> _WHAT TO WORK ON_
Print the lines below exactly as written, with none missing.

> _AVAILABLE DATA_
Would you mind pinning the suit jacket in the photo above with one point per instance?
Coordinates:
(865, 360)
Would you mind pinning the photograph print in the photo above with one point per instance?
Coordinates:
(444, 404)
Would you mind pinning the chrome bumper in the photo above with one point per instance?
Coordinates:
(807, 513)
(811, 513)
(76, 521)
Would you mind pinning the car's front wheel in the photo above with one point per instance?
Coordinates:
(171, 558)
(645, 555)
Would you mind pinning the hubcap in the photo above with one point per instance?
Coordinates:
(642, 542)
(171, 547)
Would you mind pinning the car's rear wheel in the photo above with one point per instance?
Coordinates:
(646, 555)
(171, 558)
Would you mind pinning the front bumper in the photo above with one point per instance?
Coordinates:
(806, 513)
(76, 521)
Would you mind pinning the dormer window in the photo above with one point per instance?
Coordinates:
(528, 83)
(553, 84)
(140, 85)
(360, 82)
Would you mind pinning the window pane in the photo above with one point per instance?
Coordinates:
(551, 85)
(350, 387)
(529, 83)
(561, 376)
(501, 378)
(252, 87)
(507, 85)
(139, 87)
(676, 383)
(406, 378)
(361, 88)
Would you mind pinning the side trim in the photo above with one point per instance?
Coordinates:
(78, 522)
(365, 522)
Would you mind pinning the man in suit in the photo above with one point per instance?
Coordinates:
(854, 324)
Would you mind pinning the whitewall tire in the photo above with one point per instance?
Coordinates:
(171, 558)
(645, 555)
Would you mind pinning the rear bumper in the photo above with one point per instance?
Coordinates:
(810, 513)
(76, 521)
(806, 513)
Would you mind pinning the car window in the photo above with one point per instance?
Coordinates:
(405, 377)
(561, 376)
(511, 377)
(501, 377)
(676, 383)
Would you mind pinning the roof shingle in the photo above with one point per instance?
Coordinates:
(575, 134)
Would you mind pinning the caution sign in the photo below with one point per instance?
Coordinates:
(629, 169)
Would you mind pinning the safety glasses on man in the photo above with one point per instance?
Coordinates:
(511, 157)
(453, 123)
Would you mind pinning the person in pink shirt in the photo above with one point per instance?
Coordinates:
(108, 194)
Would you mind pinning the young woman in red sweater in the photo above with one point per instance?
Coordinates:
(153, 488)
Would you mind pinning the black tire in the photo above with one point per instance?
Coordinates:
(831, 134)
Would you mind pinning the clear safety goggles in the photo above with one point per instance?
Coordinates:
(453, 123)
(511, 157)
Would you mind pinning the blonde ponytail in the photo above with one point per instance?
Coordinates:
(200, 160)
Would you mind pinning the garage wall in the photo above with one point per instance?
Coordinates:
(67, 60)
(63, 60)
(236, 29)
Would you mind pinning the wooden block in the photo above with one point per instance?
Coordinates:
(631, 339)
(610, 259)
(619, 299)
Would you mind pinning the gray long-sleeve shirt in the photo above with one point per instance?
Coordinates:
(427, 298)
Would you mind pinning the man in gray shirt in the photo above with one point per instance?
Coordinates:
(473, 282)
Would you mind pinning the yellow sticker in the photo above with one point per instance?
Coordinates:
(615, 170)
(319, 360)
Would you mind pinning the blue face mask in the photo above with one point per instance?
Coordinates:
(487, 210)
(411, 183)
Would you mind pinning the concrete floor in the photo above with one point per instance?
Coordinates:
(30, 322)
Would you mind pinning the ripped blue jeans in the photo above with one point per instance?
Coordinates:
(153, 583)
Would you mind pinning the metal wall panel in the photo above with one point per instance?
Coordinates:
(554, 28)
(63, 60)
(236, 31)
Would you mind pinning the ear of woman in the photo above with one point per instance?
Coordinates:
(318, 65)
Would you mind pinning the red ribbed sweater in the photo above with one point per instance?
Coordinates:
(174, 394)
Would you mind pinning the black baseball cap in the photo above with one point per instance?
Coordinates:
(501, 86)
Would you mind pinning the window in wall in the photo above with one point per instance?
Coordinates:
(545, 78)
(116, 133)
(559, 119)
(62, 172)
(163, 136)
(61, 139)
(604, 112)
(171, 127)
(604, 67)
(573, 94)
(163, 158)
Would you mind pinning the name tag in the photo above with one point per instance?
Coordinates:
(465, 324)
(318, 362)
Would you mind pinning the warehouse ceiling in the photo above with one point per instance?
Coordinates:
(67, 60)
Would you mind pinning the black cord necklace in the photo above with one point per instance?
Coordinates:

> _FINISHED TASK_
Would you mind pinning the suit jacket in the photo above with one point per instance?
Coordinates:
(865, 360)
Would you mind pinning the photograph print in the photo above with one point per instance?
Coordinates:
(444, 404)
Would you mind pinning the chrome bumper in the photo above with one point per instance?
Coordinates:
(807, 513)
(811, 513)
(76, 521)
Would you mind pinning the car's front wheel in the photo above with one point per instance?
Coordinates:
(171, 558)
(645, 555)
Would you mind pinning the hubcap in the photo above with one point per instance?
Coordinates:
(642, 542)
(171, 547)
Would you mind pinning the car's rear wheel in the photo above with one point per instance?
Coordinates:
(646, 555)
(171, 558)
Would you mind pinning the front bumper in the photo above with one point per instance?
Coordinates:
(806, 513)
(76, 521)
Would you mind pinning the dormer window in the photo above with one point per instance?
Coordinates:
(528, 83)
(553, 84)
(140, 85)
(360, 82)
Would you mind pinning the window pane in the photo above with one point per instance?
Coordinates:
(551, 85)
(350, 387)
(529, 83)
(561, 376)
(501, 378)
(252, 87)
(507, 85)
(139, 87)
(676, 383)
(406, 378)
(361, 88)
Would you mind pinning the side trim in the photo above with one point per instance?
Coordinates:
(78, 522)
(365, 522)
Would you mind pinning the man in suit in the photo above with one point per instance?
Coordinates:
(854, 324)
Would you mind pinning the whitewall tire in the photo above with one point per instance?
Coordinates:
(171, 558)
(645, 555)
Would you mind pinning the rear bumper in the photo above with one point per instance?
Coordinates:
(810, 513)
(76, 521)
(806, 513)
Would you mind pinning the car window in the photo above with one point per instance?
Coordinates:
(405, 377)
(561, 376)
(511, 377)
(501, 377)
(676, 383)
Would you mind pinning the roof shingle in the photo above with one point per instance?
Coordinates:
(575, 134)
Would you mind pinning the caution sign in the photo below with one point per instance?
Coordinates:
(629, 169)
Would you mind pinning the safety glasses on man in the photo above with one point per instance?
Coordinates:
(511, 157)
(453, 123)
Would you mind pinning the person in pink shirt in the photo above with one point per instance?
Coordinates:
(108, 194)
Would you mind pinning the young woman in red sweater in the photo above with one point per instance?
Coordinates:
(153, 488)
Would you mind pinning the black tire in the photo above with one point per instance?
Coordinates:
(831, 134)
Would you mind pinning the clear safety goggles in the photo above with one point per instance?
Coordinates:
(453, 123)
(511, 157)
Would you mind pinning the blonde ponytail in the photo above with one point per instance?
Coordinates:
(200, 160)
Would you mind pinning the garage wall in the photo above with one point per instance?
Coordinates:
(67, 60)
(63, 60)
(236, 29)
Would you mind pinning the wooden block in the photo above with one point per instance?
Coordinates:
(631, 339)
(610, 259)
(619, 299)
Would you mind pinning the gray long-sleeve shirt in the photo above with one point per instance?
Coordinates:
(427, 298)
Would you mind pinning the man in gray shirt in the photo above with one point per instance?
Coordinates:
(473, 282)
Would you mind pinning the yellow sticker in the photo above with one point per instance?
Coordinates:
(615, 170)
(319, 360)
Would you mind pinning the blue face mask in the photo above with one point per instance?
Coordinates:
(487, 210)
(411, 183)
Would you mind pinning the concrete floor in the photo above with one point per instance?
Coordinates:
(30, 322)
Would you mind pinning the ripped blue jeans in the photo above with one point per instance?
Coordinates:
(153, 583)
Would you mind pinning the metal wall panel in the photo above with one point per instance?
Coordinates:
(554, 28)
(63, 60)
(236, 31)
Would you mind pinning the ear of woman in the photo above with one point per instance?
Coordinates:
(318, 65)
Would you mind pinning the red ribbed sweater in the photo above with one point per instance?
Coordinates:
(174, 394)
Would you mind pinning the black baseball cap in the photo above with one point per instance?
Coordinates:
(501, 86)
Would you mind pinning the window in wall in the photo above with one point per instance?
Coordinates:
(545, 78)
(116, 133)
(559, 119)
(62, 172)
(163, 136)
(61, 139)
(604, 112)
(171, 127)
(604, 67)
(573, 94)
(163, 158)
Would you mind pinning the name tag in the photo above with one point per instance?
Coordinates:
(465, 324)
(318, 362)
Would you mind pinning the warehouse ceiling in the photo above with one point per instance?
Coordinates:
(67, 60)
Would you mind pinning the black cord necklace in the photo above with one point per instance?
Coordinates:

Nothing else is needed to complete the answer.